----- Document segment
Highlights

  • Product sales revenue projected at NZD 2.4 million, representing a 41% increase over FY2025.
  • Total revenue expected to reach NZD 2.7 million, up 28% year-on-year.
  • Net loss anticipated at ~NZD 2.2 million, reflecting ongoing investments in market expansion and development.

Truscreen Group Limited (NZX:TRU), a global provider of AI-enabled products, has released updated guidance for the financial year ending 31 March 2026 (FY2026). The Company expects product sales revenue of approximately NZD 2.4 million, an increase of 41% over FY2025, though below market expectations of NZD 2.8 million. Total revenue is forecast at around NZD 2.7 million, up 28% compared with the previous year, while earnings are projected to mirror FY2025 losses at approximately NZD 2.2 million.

Revenue Update and Market Drivers

TruScreen’s revenue outlook has been influenced by delays in key markets. While a signed sales contract has been secured in Uzbekistan, payment is pending before shipment. Additionally, validation delays in Zimbabwe have postponed a second order of 10,000 SUS units into FY2027. Despite these challenges, overall product sales revenue is expected to grow, reflecting ongoing adoption of TruScreen’s AI-enabled technology.

Earnings Guidance and Strategic Investments

The Company anticipates reporting a FY2026 loss similar to FY2025, at around NZD 2.2 million. Contributing factors include increased expenditure to expand market access, alongside a reduction of approximately NZD 200,000 in the Australian Research & Development tax refund due to lower R&D spending. TruScreen continues to invest in its distributor network across Uzbekistan, India, Indonesia, and select African markets to build adoption and market presence that support medium-term profitability.

Clinical Validation Spurs Interest

TruScreen’s AI-enabled technology has gained attention following the publication of a four-year clinical study involving 15,000 patients by the Chinese Obstetricians and Gynaecologists Association (COGA). The study has generated interest in key markets, supporting TruScreen’s strategy to expand its presence and distributor reach internationally.
----------
Pick up the update on TruScreen's FY2026 revenue and earnings guidance after its last sentence and keep writing it.
----- Entries supplied
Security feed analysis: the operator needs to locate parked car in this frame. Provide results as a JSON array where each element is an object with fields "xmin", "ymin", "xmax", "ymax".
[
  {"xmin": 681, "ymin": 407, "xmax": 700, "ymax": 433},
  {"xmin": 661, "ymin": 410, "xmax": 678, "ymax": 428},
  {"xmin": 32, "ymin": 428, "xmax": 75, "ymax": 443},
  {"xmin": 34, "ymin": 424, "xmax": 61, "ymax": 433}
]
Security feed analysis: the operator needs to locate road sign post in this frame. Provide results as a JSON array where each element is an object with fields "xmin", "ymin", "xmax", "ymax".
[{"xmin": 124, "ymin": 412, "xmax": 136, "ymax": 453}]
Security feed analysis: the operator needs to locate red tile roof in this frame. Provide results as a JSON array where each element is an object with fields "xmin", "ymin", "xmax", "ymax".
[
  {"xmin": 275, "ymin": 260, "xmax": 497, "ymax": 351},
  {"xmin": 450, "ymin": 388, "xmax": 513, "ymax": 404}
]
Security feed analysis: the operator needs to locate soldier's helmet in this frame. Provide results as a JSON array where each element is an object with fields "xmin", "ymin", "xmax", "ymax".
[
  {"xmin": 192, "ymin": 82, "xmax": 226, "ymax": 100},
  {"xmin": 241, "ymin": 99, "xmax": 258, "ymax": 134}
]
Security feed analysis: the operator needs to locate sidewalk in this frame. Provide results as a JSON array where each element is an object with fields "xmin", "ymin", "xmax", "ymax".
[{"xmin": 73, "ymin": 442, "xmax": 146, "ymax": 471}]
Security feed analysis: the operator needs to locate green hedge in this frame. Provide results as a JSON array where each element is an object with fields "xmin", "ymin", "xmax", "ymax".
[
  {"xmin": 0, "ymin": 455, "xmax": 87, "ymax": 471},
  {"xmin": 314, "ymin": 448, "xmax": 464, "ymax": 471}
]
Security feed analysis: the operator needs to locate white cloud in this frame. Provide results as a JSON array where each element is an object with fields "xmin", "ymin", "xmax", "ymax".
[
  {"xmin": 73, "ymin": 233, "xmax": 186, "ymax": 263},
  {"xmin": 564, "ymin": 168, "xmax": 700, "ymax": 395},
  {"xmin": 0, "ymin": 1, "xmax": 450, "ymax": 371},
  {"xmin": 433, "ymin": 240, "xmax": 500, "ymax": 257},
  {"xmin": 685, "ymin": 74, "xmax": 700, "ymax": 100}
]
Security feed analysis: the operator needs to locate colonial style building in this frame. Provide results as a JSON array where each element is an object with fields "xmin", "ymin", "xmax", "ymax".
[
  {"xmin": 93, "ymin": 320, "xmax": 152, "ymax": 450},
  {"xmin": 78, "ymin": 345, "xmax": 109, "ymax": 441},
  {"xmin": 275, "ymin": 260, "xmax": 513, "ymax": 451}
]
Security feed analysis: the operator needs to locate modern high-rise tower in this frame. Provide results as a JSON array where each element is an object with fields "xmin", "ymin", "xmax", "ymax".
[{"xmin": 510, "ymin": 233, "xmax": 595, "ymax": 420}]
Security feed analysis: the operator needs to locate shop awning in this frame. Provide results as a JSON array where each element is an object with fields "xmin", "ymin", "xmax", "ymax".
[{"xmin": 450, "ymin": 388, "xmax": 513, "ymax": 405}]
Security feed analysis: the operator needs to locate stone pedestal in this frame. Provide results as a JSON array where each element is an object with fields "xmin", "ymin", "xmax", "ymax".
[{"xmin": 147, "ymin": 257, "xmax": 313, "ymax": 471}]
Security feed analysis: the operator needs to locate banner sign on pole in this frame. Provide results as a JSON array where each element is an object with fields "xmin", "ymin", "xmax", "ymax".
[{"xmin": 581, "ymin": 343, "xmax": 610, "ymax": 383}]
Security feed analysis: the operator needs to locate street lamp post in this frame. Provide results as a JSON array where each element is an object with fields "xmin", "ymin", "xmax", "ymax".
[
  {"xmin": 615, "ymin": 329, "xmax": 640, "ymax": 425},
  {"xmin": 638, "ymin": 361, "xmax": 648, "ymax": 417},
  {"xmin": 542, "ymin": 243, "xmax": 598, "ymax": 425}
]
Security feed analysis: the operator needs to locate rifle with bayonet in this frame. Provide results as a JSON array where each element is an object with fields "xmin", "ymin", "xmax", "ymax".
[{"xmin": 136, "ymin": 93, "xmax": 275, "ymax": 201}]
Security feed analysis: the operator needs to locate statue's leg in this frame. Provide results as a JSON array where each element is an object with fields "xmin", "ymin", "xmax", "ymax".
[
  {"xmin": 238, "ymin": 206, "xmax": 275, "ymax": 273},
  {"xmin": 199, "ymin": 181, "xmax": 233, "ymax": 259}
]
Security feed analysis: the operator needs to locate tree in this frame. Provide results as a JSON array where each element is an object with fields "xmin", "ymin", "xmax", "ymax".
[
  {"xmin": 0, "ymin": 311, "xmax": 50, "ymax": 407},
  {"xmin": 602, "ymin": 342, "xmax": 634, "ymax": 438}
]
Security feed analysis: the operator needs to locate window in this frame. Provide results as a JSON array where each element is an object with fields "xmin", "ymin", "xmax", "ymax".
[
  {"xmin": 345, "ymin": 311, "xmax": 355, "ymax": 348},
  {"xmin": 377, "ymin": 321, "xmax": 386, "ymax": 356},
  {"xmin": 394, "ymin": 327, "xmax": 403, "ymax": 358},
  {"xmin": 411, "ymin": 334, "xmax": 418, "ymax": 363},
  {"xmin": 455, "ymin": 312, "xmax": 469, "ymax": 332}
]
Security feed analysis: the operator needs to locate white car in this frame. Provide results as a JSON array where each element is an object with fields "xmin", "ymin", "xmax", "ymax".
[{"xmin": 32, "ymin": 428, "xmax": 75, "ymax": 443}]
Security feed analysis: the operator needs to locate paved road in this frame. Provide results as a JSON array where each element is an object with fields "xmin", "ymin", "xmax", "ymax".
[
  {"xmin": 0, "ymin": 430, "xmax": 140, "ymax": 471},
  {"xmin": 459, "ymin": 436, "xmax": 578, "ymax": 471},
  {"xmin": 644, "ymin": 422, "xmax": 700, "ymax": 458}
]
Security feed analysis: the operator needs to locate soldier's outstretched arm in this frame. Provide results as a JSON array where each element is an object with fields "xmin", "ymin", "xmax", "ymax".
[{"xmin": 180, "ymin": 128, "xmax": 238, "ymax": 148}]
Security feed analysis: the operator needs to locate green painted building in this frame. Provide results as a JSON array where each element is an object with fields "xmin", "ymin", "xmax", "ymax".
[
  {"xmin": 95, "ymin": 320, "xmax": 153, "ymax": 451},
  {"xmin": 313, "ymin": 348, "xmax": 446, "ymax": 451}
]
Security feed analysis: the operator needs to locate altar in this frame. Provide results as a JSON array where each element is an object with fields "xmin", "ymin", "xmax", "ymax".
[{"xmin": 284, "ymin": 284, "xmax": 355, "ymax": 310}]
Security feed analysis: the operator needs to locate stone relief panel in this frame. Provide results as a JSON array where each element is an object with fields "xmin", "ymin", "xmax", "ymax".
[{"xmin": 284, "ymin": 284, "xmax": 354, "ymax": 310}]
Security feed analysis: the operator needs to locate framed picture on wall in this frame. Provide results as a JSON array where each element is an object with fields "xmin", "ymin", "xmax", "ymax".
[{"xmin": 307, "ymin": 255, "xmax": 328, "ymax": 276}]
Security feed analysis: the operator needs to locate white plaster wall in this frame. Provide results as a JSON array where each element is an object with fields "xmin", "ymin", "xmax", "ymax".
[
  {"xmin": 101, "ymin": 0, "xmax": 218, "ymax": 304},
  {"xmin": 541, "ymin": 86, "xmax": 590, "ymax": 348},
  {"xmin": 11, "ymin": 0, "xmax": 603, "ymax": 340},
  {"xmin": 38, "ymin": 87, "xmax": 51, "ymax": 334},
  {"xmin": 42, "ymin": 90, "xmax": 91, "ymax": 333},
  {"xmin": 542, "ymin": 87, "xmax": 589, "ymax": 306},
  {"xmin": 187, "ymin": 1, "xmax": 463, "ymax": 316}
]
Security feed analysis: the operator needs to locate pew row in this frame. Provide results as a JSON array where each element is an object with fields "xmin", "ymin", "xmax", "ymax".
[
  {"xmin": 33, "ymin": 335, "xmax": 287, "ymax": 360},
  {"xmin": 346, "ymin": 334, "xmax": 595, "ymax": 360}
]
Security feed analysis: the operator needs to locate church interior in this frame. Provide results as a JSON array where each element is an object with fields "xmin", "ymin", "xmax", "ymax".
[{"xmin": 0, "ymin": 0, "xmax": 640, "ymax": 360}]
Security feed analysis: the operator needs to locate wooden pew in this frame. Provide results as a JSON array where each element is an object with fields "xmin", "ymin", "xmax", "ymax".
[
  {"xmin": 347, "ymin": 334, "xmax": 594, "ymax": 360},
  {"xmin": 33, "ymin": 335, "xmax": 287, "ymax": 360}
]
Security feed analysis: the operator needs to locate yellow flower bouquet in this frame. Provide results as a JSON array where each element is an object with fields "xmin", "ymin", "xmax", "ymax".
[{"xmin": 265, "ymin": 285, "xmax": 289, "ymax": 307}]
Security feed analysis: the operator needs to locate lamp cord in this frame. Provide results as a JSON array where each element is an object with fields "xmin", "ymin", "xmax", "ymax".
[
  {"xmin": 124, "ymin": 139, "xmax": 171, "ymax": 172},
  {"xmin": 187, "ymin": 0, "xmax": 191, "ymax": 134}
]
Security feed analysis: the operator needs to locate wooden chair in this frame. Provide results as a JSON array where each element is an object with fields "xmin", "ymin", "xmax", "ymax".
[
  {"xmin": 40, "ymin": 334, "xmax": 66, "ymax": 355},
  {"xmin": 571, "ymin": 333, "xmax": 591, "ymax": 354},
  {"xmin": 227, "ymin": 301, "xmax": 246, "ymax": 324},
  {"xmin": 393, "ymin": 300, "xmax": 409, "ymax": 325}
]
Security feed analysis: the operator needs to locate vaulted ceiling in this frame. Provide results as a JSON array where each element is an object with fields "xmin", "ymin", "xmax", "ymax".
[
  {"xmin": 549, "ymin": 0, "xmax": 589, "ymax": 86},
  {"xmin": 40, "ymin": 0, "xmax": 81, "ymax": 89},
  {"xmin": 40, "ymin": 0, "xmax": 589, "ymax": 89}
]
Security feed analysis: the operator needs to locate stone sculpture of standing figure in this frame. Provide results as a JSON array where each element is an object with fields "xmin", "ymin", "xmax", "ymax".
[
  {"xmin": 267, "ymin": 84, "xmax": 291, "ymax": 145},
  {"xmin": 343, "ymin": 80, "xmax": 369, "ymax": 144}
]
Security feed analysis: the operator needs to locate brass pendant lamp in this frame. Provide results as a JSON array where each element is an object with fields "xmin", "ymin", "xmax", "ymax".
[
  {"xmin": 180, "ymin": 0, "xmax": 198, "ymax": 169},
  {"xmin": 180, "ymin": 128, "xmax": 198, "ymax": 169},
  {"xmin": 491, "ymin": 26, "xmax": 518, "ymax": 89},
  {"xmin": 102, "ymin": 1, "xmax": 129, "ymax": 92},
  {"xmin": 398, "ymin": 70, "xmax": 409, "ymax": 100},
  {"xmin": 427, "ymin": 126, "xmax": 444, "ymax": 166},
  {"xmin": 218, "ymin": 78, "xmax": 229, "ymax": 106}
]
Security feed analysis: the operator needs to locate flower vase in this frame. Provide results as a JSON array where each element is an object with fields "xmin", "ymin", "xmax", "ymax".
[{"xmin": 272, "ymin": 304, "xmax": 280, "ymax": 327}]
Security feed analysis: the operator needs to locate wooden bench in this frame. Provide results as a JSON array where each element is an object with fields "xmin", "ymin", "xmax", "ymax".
----------
> _Response box_
Financial Metrics (NZD)

  • Product sales revenue (FY2026): 2.4 million (+41%)
  • Total revenue (FY2026): 2.7 million (+28%)
  • Net profit/(loss): ~ (2.2 million)
  • R&D tax refund reduction: ~200,000 lower than FY2025

TruScreen is focused on expanding its global footprint while managing market access delays and investment costs. Despite projected losses for FY2026, the Company’s strategy to enhance product adoption, expand distributor networks, and leverage clinical validation provides a foundation for potential medium-term growth. Continuous updates to the market ensure transparency around key assumptions driving revenue and earnings forecasts.

FAQs

Q1: What is TruScreen’s expected revenue for FY2026?
A1: Product sales revenue is expected to be NZD 2.4 million, with total revenue around NZD 2.7 million, up 28% from FY2025.

Q2: Will TruScreen make a profit in FY2026?
A2: The Company expects to report a net loss of approximately NZD 2.2 million, similar to FY2025, due to market development and investment costs.

Q3: What factors influenced the revenue forecast?
A3: Delays in receiving payments from Uzbekistan and a postponed validation program in Zimbabwe deferred certain sales into FY2027, impacting FY2026 revenue.